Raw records

:::::

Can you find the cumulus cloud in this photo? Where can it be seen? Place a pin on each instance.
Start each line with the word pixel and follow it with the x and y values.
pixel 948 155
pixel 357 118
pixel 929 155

:::::

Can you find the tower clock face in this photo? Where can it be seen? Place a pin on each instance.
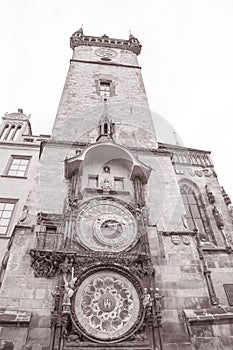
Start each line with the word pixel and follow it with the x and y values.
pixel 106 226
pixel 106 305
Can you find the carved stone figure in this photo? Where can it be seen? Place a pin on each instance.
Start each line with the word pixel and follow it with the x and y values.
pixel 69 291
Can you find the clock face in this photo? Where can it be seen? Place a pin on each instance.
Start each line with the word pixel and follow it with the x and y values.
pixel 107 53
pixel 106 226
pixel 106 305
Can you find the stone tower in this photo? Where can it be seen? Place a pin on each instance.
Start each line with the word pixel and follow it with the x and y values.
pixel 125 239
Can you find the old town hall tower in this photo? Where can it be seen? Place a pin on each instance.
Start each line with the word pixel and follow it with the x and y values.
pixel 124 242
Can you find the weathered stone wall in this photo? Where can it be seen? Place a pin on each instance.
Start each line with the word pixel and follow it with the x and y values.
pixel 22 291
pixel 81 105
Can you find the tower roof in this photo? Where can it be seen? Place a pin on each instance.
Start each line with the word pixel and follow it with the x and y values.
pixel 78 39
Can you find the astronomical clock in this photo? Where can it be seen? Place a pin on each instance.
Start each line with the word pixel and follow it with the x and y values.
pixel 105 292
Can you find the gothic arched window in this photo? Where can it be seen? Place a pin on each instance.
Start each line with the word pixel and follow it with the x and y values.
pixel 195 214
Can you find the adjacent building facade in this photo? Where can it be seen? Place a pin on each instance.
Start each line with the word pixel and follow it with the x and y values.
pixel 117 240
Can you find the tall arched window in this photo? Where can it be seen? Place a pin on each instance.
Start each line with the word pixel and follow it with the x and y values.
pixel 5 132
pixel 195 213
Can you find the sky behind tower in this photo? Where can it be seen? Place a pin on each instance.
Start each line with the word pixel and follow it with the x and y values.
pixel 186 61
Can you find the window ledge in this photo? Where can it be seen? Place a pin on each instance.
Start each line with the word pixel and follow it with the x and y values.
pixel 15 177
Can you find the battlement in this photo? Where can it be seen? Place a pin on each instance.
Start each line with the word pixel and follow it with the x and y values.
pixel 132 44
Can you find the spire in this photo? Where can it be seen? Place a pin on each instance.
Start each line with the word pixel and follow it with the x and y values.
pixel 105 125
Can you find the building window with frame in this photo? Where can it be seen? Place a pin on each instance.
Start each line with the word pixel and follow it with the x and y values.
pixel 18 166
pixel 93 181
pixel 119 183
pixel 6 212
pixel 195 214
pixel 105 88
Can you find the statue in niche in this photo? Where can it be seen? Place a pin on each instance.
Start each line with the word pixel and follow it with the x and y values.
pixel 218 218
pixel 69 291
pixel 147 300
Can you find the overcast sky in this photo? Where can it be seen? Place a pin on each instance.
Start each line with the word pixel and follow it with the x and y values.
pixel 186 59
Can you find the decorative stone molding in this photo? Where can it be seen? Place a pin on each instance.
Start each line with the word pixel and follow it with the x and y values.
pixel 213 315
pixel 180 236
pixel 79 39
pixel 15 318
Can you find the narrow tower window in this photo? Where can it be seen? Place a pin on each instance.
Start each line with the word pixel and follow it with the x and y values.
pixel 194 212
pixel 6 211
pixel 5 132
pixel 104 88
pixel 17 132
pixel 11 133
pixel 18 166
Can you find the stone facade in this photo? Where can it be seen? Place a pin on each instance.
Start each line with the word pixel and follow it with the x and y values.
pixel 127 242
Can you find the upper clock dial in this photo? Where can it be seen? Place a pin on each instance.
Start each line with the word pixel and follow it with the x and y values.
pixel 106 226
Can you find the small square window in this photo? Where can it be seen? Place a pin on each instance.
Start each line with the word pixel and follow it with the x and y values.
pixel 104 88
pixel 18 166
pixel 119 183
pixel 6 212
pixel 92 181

:::::

## Written request
Rewrite the part of the listing that opens with the line containing "Can you find the adjacent" and closes with the line containing "pixel 105 125", putting "Put a marker" wherever "Place a pin" appears and changing nothing else.

## Solution to this problem
Can you find the adjacent building facade in this photo? Where can it be seen? Put a marker on each instance.
Start each line with the word pixel and follow it with the x and y values.
pixel 117 240
Can you find the tall arched window in this photo? Where can it be seen? Put a marker on each instance.
Start each line with the word pixel and follow it with the x and y values.
pixel 5 132
pixel 195 213
Can you find the sky behind tower in this photo? Where can it be seen? Put a marker on each instance.
Start each line with the word pixel and follow it with the x and y values.
pixel 186 61
Can you find the window ledge in this photo? Where can it be seen? Put a marker on each instance.
Start each line with the word pixel and follow it with the x and y values.
pixel 15 177
Can you find the battlement in this photo? Where can it be seen? Put a marker on each instance.
Start each line with the word pixel and follow it with the x and y values.
pixel 132 44
Can you find the spire in this photo? Where can it be seen? Put a marker on each instance.
Start each line with the word pixel and follow it with the x and y values.
pixel 105 125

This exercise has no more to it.